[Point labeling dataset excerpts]
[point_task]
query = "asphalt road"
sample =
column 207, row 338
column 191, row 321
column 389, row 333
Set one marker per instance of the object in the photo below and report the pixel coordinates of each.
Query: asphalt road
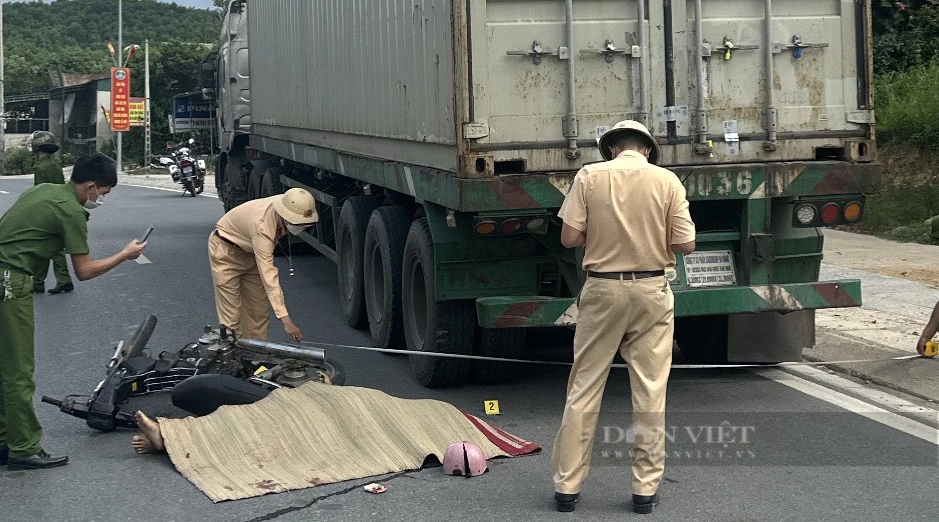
column 801, row 457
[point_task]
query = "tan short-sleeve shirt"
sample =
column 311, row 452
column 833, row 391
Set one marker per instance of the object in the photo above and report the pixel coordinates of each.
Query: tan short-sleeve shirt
column 255, row 227
column 632, row 212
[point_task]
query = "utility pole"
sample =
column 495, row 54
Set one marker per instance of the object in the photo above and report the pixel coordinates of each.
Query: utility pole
column 2, row 104
column 146, row 94
column 120, row 60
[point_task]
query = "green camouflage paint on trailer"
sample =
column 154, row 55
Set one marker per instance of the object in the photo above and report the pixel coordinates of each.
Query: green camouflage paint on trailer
column 547, row 190
column 535, row 311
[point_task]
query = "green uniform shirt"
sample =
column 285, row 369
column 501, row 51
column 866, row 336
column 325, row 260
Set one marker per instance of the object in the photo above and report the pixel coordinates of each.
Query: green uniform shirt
column 43, row 222
column 48, row 170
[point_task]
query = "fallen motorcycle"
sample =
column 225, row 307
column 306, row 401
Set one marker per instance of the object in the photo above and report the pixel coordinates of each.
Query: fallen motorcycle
column 248, row 369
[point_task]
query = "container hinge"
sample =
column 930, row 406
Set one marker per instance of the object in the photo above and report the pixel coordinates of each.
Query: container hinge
column 672, row 113
column 726, row 49
column 570, row 126
column 863, row 117
column 474, row 131
column 796, row 45
column 609, row 51
column 537, row 51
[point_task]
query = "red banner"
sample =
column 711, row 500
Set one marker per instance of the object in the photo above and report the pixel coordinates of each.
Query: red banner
column 120, row 99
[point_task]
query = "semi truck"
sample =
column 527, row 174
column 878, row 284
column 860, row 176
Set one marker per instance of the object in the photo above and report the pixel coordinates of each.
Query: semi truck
column 440, row 137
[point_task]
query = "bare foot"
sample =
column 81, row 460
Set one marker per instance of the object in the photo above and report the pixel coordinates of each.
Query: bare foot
column 142, row 445
column 150, row 429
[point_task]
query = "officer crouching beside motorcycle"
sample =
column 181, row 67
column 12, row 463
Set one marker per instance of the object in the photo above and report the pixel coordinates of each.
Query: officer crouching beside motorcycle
column 46, row 220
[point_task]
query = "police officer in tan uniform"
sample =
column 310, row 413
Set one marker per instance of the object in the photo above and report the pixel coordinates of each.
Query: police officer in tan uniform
column 630, row 216
column 241, row 255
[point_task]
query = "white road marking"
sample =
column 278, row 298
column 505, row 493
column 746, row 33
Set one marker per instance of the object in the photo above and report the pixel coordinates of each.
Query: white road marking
column 862, row 408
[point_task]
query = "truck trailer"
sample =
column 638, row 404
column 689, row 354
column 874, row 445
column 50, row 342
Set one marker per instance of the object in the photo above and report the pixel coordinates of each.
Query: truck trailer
column 439, row 138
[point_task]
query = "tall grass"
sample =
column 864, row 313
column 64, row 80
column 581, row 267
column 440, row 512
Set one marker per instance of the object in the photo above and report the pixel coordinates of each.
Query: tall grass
column 907, row 106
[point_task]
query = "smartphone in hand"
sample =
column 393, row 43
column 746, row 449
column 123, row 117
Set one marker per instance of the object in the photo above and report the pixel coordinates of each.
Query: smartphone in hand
column 146, row 234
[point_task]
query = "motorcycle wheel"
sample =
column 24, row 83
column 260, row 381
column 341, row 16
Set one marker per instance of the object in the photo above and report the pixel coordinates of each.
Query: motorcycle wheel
column 333, row 372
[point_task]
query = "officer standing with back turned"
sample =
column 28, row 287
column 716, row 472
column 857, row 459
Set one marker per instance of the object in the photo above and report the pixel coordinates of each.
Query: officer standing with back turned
column 45, row 221
column 48, row 170
column 630, row 216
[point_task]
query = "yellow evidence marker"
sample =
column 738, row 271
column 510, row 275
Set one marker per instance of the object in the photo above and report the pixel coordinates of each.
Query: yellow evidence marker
column 491, row 407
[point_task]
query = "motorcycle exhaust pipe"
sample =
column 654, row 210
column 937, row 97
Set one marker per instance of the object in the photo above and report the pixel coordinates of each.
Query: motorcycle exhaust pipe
column 310, row 355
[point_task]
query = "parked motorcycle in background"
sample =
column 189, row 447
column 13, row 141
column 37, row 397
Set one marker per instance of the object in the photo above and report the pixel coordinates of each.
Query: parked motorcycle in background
column 187, row 170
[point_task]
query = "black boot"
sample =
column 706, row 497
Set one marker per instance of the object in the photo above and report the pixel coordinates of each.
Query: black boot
column 41, row 460
column 62, row 288
column 565, row 501
column 643, row 504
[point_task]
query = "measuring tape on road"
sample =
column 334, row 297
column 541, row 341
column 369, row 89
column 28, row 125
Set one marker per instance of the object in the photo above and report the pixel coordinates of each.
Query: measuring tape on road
column 618, row 365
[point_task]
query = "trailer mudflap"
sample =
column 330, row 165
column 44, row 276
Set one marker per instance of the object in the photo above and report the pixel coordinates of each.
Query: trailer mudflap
column 536, row 311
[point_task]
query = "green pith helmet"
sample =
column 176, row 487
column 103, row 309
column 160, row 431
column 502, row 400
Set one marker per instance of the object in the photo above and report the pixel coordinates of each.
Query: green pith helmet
column 43, row 141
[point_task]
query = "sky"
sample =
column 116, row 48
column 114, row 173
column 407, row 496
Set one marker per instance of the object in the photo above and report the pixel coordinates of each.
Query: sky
column 191, row 3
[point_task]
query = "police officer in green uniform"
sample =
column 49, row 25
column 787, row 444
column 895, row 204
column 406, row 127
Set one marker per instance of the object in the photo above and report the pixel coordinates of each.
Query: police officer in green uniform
column 46, row 220
column 48, row 170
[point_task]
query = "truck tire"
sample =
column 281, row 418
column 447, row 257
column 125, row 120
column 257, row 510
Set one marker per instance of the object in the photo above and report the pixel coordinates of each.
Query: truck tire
column 507, row 343
column 431, row 325
column 384, row 250
column 702, row 340
column 350, row 244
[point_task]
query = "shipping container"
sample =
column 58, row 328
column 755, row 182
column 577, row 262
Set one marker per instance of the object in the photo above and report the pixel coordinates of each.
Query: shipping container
column 455, row 127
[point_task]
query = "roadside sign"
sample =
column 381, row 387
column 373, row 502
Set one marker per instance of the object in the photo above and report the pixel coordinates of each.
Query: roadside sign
column 192, row 112
column 120, row 99
column 137, row 113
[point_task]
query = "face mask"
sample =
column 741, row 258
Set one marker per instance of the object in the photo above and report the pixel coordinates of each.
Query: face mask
column 97, row 202
column 296, row 229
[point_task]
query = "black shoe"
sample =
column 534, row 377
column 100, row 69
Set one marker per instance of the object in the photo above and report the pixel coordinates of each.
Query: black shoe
column 643, row 504
column 565, row 501
column 62, row 288
column 41, row 460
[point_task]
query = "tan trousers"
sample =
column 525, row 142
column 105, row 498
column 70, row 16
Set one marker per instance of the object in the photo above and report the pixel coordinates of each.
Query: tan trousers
column 240, row 299
column 636, row 318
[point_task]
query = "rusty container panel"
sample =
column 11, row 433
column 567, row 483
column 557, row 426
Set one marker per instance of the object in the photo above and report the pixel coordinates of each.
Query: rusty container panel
column 483, row 87
column 367, row 77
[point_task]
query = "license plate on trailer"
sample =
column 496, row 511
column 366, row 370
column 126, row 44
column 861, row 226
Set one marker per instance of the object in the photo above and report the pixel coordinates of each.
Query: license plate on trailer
column 710, row 268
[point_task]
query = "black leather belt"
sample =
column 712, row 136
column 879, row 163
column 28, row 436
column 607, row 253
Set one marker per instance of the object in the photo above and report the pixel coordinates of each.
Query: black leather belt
column 626, row 275
column 229, row 241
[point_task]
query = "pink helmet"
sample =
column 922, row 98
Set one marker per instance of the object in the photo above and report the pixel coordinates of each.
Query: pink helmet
column 464, row 458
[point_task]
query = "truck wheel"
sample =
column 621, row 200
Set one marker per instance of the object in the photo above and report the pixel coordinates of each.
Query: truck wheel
column 350, row 243
column 384, row 250
column 702, row 340
column 429, row 325
column 507, row 343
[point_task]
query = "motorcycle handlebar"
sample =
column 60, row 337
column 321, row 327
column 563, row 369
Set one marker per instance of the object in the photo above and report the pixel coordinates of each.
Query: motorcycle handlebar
column 50, row 400
column 312, row 355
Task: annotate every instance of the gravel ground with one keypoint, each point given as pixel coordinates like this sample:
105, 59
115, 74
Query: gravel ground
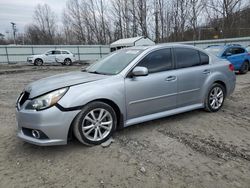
194, 149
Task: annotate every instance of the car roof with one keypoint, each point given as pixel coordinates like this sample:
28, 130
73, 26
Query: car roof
226, 45
163, 45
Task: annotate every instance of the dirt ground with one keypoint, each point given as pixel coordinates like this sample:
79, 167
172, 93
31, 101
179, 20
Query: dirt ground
194, 149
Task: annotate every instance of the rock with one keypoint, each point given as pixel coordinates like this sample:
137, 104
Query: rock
132, 161
107, 143
143, 170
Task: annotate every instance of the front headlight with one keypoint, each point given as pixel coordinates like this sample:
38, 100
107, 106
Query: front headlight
47, 100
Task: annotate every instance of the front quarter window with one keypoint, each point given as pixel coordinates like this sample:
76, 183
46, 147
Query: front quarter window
115, 62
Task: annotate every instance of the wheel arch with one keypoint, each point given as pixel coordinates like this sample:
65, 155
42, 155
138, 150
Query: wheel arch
119, 115
223, 84
38, 58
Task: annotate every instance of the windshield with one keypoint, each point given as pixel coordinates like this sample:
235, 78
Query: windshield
215, 50
114, 62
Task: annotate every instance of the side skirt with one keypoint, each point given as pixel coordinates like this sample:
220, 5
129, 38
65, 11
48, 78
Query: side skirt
162, 114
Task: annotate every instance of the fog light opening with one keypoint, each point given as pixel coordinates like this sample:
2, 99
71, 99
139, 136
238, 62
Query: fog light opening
35, 134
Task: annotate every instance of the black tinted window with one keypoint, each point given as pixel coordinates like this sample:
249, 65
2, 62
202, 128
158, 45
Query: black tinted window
157, 61
204, 58
186, 57
57, 52
239, 50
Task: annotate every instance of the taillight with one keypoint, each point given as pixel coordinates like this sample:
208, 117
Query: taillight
231, 67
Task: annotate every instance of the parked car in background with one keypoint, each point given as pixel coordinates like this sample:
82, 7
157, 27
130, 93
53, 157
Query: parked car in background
127, 87
64, 57
234, 53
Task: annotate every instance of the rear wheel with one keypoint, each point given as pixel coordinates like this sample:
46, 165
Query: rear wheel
67, 62
95, 124
215, 98
38, 62
244, 67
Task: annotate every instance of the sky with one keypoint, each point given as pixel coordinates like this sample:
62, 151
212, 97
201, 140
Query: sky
21, 12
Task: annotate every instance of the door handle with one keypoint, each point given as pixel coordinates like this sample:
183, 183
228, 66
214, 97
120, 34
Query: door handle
207, 71
170, 78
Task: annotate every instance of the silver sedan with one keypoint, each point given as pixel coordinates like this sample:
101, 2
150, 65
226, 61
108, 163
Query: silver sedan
127, 87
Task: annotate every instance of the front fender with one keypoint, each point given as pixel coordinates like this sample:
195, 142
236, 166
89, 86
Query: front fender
111, 89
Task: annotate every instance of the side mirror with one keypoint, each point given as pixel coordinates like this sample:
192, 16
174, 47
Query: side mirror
140, 71
228, 54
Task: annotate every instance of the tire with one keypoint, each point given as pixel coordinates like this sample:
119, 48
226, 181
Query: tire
244, 67
214, 100
38, 62
98, 120
67, 62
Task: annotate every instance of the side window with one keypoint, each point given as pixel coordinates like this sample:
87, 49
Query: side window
204, 58
57, 52
157, 61
186, 57
65, 52
49, 52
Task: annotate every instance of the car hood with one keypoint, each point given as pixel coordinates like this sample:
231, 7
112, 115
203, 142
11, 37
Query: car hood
48, 84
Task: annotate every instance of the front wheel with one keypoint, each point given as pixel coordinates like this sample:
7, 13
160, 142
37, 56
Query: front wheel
38, 62
215, 98
244, 67
95, 123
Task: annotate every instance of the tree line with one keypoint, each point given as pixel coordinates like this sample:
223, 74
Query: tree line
105, 21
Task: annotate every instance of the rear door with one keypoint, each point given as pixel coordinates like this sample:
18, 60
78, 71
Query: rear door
192, 68
155, 92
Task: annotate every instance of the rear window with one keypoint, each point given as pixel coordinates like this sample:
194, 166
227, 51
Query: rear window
65, 52
187, 57
216, 50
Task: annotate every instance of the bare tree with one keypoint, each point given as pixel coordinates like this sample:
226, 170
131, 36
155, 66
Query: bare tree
44, 21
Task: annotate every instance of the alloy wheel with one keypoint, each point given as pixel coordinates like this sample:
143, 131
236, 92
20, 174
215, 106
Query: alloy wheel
97, 124
216, 98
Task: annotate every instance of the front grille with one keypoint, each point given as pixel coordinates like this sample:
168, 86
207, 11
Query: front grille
23, 97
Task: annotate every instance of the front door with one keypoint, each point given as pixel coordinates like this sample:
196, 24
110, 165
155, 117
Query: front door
155, 92
192, 69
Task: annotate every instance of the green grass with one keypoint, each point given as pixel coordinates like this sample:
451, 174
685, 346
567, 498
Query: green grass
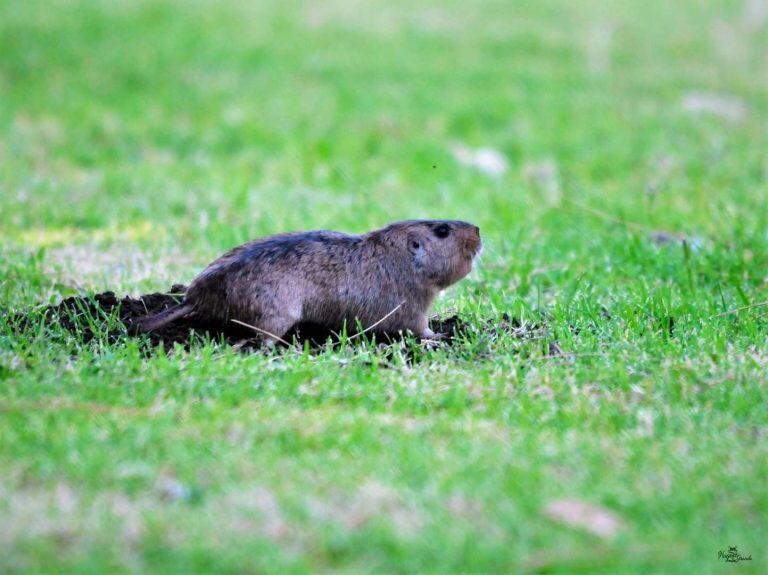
139, 140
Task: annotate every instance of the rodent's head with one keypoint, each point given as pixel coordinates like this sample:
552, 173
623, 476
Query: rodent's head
441, 251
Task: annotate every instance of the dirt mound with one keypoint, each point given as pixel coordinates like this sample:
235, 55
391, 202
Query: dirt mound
107, 317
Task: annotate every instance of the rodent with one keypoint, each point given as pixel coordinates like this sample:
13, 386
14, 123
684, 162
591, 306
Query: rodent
332, 279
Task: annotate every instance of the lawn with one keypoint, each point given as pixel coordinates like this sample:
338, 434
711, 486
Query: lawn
622, 193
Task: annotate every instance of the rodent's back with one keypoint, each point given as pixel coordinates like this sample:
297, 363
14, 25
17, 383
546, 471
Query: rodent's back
336, 277
247, 277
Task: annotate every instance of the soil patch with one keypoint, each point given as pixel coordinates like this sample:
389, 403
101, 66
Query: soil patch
107, 317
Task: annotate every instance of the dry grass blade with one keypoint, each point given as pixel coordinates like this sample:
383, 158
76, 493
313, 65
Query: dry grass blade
261, 331
592, 518
370, 327
740, 309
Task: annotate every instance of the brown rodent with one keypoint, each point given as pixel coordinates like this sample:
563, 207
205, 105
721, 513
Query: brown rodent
332, 279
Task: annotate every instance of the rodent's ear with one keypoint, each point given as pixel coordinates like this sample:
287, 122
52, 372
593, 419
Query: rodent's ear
415, 244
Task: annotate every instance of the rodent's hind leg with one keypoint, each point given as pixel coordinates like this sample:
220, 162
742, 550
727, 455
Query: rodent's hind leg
429, 334
275, 326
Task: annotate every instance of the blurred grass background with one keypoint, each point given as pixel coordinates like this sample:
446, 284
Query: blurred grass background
138, 140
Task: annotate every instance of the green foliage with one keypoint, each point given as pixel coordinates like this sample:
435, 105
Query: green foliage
138, 140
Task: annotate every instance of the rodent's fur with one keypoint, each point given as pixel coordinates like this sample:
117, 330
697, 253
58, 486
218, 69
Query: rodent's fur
333, 279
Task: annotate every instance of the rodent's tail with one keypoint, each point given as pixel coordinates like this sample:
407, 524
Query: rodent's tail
162, 319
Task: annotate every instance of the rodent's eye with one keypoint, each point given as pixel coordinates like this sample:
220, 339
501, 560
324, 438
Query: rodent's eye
442, 231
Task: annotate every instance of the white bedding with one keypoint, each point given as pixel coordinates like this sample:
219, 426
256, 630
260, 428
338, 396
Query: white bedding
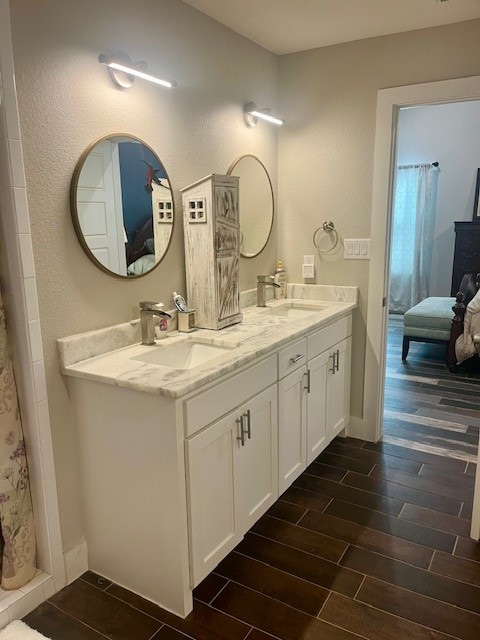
465, 346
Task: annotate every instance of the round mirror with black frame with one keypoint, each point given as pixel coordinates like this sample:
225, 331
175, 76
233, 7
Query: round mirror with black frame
256, 204
122, 206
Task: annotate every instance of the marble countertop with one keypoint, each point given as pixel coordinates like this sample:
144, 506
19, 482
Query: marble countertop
109, 355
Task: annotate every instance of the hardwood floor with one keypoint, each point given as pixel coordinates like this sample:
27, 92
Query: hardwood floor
370, 542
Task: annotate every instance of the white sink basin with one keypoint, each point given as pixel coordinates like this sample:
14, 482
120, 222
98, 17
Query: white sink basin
295, 310
183, 355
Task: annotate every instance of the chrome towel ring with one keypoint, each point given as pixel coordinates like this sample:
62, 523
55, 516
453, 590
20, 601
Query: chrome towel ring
327, 227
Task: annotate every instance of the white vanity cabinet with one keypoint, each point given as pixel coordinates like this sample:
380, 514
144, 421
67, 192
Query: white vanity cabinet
171, 483
231, 480
314, 399
329, 352
292, 413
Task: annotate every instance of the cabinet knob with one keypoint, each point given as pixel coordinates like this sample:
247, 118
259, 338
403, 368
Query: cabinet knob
333, 369
241, 437
296, 358
307, 388
249, 426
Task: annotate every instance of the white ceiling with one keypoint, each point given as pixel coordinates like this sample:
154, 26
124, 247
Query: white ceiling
285, 26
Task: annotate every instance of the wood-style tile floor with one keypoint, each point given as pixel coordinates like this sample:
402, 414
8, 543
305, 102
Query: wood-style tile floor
370, 542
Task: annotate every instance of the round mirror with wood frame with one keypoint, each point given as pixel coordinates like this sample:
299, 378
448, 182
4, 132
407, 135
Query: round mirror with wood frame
122, 206
256, 204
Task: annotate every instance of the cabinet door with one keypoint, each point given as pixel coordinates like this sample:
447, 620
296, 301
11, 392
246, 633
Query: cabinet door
317, 406
337, 379
256, 462
292, 423
213, 526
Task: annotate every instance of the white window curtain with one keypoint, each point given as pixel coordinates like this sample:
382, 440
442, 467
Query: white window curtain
414, 210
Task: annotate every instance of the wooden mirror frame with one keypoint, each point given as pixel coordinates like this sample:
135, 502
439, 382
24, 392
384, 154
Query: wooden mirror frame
74, 208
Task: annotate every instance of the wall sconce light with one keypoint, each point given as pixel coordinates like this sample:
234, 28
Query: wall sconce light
251, 114
123, 70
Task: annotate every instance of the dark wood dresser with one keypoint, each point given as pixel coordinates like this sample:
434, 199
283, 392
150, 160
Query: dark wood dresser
466, 258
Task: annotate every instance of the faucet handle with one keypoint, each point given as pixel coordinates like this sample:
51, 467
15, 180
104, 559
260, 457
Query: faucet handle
147, 305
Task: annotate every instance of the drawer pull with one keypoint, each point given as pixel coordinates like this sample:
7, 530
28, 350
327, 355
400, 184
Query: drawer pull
298, 357
333, 369
243, 431
249, 426
307, 388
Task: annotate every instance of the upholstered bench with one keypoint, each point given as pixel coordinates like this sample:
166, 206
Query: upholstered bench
428, 321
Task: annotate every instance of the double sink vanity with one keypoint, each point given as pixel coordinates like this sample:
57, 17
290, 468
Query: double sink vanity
186, 443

## What is needed
Rewrite the listing from its first line through the line with "column 632, row 212", changing "marker" to "point" and leaving everything else as it is. Leave out the pictures.

## Exercise output
[point_task]
query = "asphalt road"
sample =
column 207, row 338
column 191, row 321
column 389, row 333
Set one point per instance of the object in the photo below and report the pixel coordinates of each.
Query: asphalt road
column 801, row 457
[point_task]
query = "tan short-sleeve shirt"
sample =
column 311, row 452
column 833, row 391
Set one point per instance of the object in the photo above and report the pixel coordinates of each.
Query: tan short-sleeve shirt
column 255, row 227
column 632, row 212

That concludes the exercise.